BEGIN Data shown

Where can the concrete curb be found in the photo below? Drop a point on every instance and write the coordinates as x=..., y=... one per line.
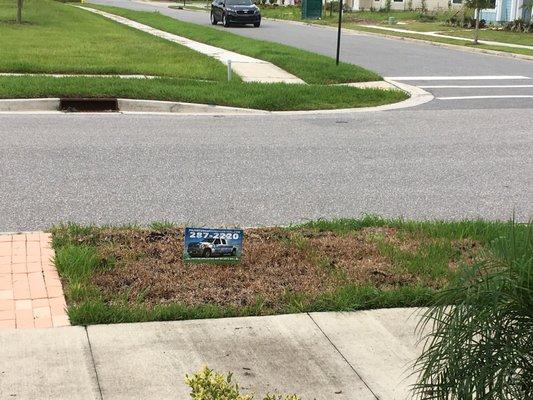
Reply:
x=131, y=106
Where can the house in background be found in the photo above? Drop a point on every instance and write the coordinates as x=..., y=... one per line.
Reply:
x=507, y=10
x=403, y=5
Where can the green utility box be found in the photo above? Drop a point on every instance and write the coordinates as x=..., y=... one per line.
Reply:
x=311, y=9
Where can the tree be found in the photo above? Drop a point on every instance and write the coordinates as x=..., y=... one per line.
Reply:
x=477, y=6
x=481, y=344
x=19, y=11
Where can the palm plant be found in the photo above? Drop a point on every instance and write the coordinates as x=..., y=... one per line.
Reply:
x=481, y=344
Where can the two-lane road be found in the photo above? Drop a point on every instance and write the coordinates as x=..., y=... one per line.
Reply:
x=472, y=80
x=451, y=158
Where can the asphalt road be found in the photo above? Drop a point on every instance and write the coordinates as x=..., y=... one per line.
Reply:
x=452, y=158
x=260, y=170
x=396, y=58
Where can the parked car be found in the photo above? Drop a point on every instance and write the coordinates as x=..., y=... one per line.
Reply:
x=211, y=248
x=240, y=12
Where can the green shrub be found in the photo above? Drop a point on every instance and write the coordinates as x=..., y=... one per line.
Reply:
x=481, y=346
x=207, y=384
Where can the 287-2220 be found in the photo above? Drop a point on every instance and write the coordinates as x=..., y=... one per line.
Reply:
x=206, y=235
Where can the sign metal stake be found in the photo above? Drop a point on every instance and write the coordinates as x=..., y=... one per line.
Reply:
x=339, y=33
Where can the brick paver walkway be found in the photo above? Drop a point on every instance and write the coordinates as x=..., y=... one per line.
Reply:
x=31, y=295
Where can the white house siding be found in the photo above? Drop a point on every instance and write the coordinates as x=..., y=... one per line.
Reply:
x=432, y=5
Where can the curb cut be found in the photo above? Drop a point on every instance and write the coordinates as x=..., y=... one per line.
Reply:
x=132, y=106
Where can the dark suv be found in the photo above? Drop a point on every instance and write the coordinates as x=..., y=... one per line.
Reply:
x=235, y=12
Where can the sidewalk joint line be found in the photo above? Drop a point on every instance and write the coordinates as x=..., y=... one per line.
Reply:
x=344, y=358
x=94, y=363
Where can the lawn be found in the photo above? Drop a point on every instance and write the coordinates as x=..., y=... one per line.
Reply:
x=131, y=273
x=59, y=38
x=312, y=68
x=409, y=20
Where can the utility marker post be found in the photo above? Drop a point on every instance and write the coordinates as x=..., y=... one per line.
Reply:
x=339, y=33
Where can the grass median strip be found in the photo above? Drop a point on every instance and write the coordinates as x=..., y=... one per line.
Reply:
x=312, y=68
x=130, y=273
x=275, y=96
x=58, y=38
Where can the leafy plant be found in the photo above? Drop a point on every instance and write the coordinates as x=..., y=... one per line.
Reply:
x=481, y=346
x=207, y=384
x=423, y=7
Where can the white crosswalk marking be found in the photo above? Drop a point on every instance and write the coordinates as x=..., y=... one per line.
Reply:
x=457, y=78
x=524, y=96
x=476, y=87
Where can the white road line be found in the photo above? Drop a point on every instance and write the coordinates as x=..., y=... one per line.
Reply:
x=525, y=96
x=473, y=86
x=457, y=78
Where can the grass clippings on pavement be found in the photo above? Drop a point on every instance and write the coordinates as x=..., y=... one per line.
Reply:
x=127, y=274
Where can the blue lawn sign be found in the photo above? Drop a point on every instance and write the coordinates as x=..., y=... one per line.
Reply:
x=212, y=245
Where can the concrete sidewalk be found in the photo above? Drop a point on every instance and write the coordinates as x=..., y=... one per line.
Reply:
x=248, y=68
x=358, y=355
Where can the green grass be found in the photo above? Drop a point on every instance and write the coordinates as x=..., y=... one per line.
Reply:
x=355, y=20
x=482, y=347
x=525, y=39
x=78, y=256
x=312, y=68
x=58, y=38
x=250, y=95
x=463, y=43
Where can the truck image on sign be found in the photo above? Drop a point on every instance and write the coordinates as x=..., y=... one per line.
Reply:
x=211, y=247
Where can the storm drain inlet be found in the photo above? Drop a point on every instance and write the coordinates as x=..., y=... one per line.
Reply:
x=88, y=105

END Data shown

_Brief_
Only the text of the entries belongs in the answer, copied exactly; the pictures stay out.

_Solution for this exercise_
Where can the concrete curb be found in the photo below? Drop a point on every instance and write the coordinates as x=..., y=... one per line.
Reply:
x=131, y=106
Where can the house in background be found in the photo above? Drop a point on every instance and write the coordinates as x=..., y=... one per line.
Reply:
x=507, y=10
x=403, y=5
Where can the green utility box be found in the photo above? Drop a point on every instance and write the coordinates as x=..., y=... one per line.
Reply:
x=311, y=9
Where can the tree be found in the photo above? Drop a point on every instance and write the coordinates as x=..., y=... one per line.
Reply:
x=477, y=6
x=481, y=344
x=19, y=11
Where can the palm plant be found in the photo above? Drop a point on every instance and write the coordinates as x=..., y=... one per line.
Reply:
x=481, y=344
Where can the two-lane road be found in the photo above? Drop a point on every instance and write the coordinates as x=..., y=... one per line.
Reply:
x=472, y=80
x=451, y=158
Where can the asphalt road be found in the photo above? Drop a point on every instance and write the coordinates as x=..., y=... one per line.
Reply:
x=452, y=158
x=260, y=170
x=396, y=58
Where can the parked car be found in the photo above? Drop a point on every instance and write the coordinates as x=..., y=... one per line.
Reply:
x=211, y=248
x=240, y=12
Where can the green shrub be found in the photo above? Drop a point on every instance and write the coordinates as x=..., y=... one per line.
Reply:
x=481, y=346
x=207, y=384
Where can the 287-2220 be found in the photo above? Drop a point on every instance and write the coordinates as x=..., y=... one per line.
Reply:
x=206, y=235
Where can the sign metal stake be found in the photo above? Drop a point on every instance and write the coordinates as x=..., y=... one per line.
Reply:
x=339, y=33
Where can the brick paver walkway be found in the photo above? Drop a point on every instance and write the coordinates as x=..., y=... one per line.
Reply:
x=31, y=295
Where can the white house siding be found in the photo above? Drop a point on every instance and write the coordinates as x=..., y=... one per line.
Reply:
x=432, y=5
Where can the curb cut be found in the photo above? Drop a point on every instance and write the coordinates as x=..., y=... one per line.
Reply:
x=132, y=106
Where can the dark suv be found in the photo above? Drop a point on every instance and write the coordinates as x=..., y=... one per line.
Reply:
x=235, y=12
Where can the sidewalk joint line be found in the photo above? Drop a point on every instance and write the coordinates as x=..., y=... one per line.
Reply:
x=344, y=358
x=94, y=363
Where can the lawn be found in the photo above? Drop a point on every instance and write the coordinates as x=..., y=... one per line.
Reply:
x=131, y=273
x=59, y=38
x=312, y=68
x=409, y=20
Where can the utility marker post be found in the photo above? Drop a point on every instance and write the coordinates as x=..., y=... one per line.
Reply:
x=339, y=33
Where can the grass median strip be found in the photo above? Drop a point on every instance and write the coordinates as x=..., y=... one per line.
Reply:
x=312, y=68
x=130, y=273
x=275, y=96
x=58, y=38
Where can the leafy plant be found in the photo above? Drop a point on every instance and write the coordinates as x=..., y=... one per line.
Reply:
x=481, y=346
x=207, y=384
x=423, y=7
Where can the white crosswalk marking be found in the photo above? Drop a point on every instance and write the coordinates as x=..., y=... one per line.
Reply:
x=457, y=78
x=524, y=96
x=476, y=87
Where can the white road line be found in the photo above? Drop a point on every instance and write the coordinates as x=..., y=... one per line.
Reply:
x=525, y=96
x=473, y=86
x=457, y=78
Where can the grass clippings on pavement be found in the photo above? Drop a point on every instance and write the coordinates as x=..., y=... one per line.
Reply:
x=127, y=274
Where can the blue lawn sign be found in the photo above? Drop a point on every instance and write the coordinates as x=..., y=... one per line.
Reply:
x=212, y=245
Where can the concrete sidewalk be found in the photo above? Drop a point on every instance and write the coordinates as x=..., y=... one per line.
Reply:
x=248, y=68
x=358, y=355
Where can the green grass be found in the photo above? Drop a point on every instance and write the coordinates as x=..., y=... one per line.
Reply:
x=355, y=20
x=482, y=347
x=525, y=39
x=78, y=256
x=312, y=68
x=58, y=38
x=250, y=95
x=463, y=43
Where can the truck image on sign be found in the photo above? Drop a point on every instance and write the coordinates as x=..., y=... one per line.
Reply:
x=211, y=247
Where can the storm drain inlet be found in the photo above? Drop a point on every instance and write the coordinates as x=..., y=... one per line.
Reply:
x=88, y=105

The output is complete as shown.